STORED RECORDS »
********************

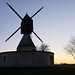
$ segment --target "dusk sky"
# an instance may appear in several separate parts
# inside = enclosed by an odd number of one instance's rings
[[[0,52],[16,51],[22,38],[20,30],[7,42],[5,40],[21,25],[21,20],[7,6],[8,2],[23,18],[26,13],[33,17],[34,31],[54,52],[55,63],[75,63],[67,55],[64,46],[75,36],[75,0],[0,0]],[[32,34],[36,46],[41,42]]]

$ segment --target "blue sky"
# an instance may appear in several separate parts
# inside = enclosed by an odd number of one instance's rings
[[[6,5],[8,2],[21,16],[26,12],[33,17],[34,31],[55,53],[55,63],[74,63],[64,52],[64,46],[75,36],[75,0],[0,0],[0,52],[15,51],[21,37],[20,30],[5,43],[5,40],[20,26],[21,20]],[[36,46],[41,42],[32,34]]]

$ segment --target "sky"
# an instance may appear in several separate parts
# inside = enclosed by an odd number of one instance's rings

********************

INSTRUCTIONS FOR THE TASK » Rewrite the records above as one numbered list of their lines, skipping blank lines and leaving out the pictures.

WRITTEN REPLY »
1. $ segment --target "dusk sky"
2. # an instance may appear in several separate parts
3. # inside = enclosed by an odd number of one instance's rings
4. [[[0,52],[16,51],[22,38],[20,30],[7,42],[5,40],[21,25],[21,20],[7,6],[8,2],[23,18],[26,13],[33,17],[34,31],[54,52],[55,63],[75,63],[67,55],[64,46],[75,36],[75,0],[0,0]],[[32,34],[36,46],[41,42]]]
5. $ segment --target "blue sky"
6. # an instance may appear in several separate parts
7. # inside = enclosed by an odd number of one instance's rings
8. [[[6,5],[8,2],[21,16],[26,12],[33,17],[34,31],[55,53],[55,63],[74,63],[64,52],[64,46],[75,36],[75,0],[0,0],[0,52],[15,51],[21,37],[20,30],[5,43],[5,40],[20,26],[21,20]],[[36,46],[41,42],[32,34]]]
9. $ segment --target "sky"
10. # an instance may appear in several separate parts
11. # inside = enclosed by an odd number of one instance's rings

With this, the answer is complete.